Instruções das tarefas —
1) No texto sobre a regulação da mídia, qual jornal trouxe na primeira página a manchete de que o governo desistiu de incluir a propriedade cruzada no projeto?
2) Transcreva do texto sobre a regulação da mídia o trecho que vai de "No primeiro caso, trata-se" até "de controle social.", incluindo essas palavras.

Texto —
Formas de produção e circulação de dados e noticiários em
diferentes
plataformas não têm nada a ver com a propriedade cruzada. Esta diz
respeito a organização societária dos conglomerados e, o mais
importante, a sua abrangência sobre a sociedade.
A mídia derrotada
nas eleições presidenciais prossegue em campanha para pautar o novo
governo segundo seus interesses. A última é do Estadão de quinta-feira,
informando em manchete de primeira página que o governo desistiu de
incluir a propriedade cruzada no projeto de regulação da mídia.
O
blogueiro Eduardo Guimarães perguntou logo cedo ao ministro Paulo
Bernardo, via twitter, se isso era verdade. Resposta: “Bom dia, meu
caro! Basta ler a matéria para concluir que não decidimos nada. Quando
houver decisão enviaremos ao Congresso”.
É verdade, não há nenhum
dado concreto que confirme a manchete da capa: “Convergência de mídias
leva governo a desistir de veto à propriedade cruzada”.
O texto,
além disso estabelece uma confusão entre meios impressos e eletrônicos.
Chega a dizer que “propriedade cruzada é o domínio, pelo mesmo grupo de
comunicação, de concessões para operar diferentes plataformas (TV,
jornal e portais)”.
Mistura na mesma frase meios que legalmente
são concedidos pelo Estado em nome da sociedade (TV, e também o rádio)
com aqueles que operam em circuitos privados, sem interferência direta
do poder público, como jornais, revistas e portais na internet.
No
Brasil uma nova lei de meios tem que dar conta, entre outras coisas, de
dois tipos de regulação. Uma específica para o rádio e a TV cujos
concessionários ocupam o espectro eletromagnético, escasso e finito.
Outra dando conta da mídia em geral.
No primeiro caso, trata-se de
um bem público (o espectro eletromagnético) utilizado por particulares
que, por isso, devem se submeter a regras precisas de controle social.
Nada
ilegal ou arbitrário. Ao se candidatarem a uma concessão os
interessados deveriam deixar claro que tipo de serviço será prestado à
sociedade e de que forma.
Assinariam um compromisso com o Estado,
conhecido em alguns países como “caderno de encargos”, onde estariam
detalhados seus direitos e deveres. Ao final, o contrato deveria ser
avaliado pelo órgão regulador (hoje inexistente) podendo vir a ser
renovado ou não.

Dados fornecidos —
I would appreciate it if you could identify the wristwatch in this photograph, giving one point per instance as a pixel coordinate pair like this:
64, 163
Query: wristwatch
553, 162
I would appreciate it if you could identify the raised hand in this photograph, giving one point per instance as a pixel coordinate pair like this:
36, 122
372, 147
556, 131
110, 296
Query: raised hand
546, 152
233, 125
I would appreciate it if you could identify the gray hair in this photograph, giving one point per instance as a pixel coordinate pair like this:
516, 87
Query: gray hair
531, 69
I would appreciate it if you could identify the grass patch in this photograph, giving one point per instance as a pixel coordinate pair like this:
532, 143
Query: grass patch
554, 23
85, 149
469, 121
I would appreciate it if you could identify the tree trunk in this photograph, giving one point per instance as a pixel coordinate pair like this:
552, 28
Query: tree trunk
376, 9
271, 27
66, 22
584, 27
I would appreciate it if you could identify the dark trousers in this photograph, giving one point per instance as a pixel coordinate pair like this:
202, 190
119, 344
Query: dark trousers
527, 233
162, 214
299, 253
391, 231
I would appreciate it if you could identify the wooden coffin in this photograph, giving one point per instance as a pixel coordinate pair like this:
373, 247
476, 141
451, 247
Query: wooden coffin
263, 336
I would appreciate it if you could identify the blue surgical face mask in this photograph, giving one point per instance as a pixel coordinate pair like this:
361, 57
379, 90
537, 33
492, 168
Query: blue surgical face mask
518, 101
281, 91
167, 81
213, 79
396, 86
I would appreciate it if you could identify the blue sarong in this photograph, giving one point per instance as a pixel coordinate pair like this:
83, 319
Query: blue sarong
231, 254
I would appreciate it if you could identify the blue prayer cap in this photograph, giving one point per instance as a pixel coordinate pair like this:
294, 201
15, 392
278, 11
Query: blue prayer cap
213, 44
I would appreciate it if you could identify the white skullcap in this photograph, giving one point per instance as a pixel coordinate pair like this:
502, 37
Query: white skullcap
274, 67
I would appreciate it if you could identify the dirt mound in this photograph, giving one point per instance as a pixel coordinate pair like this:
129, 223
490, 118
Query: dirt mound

Respostas —
1) O Estadão, na edição de quinta-feira.

2)
No primeiro caso, trata-se de
um bem público (o espectro eletromagnético) utilizado por particulares
que, por isso, devem se submeter a regras precisas de controle social.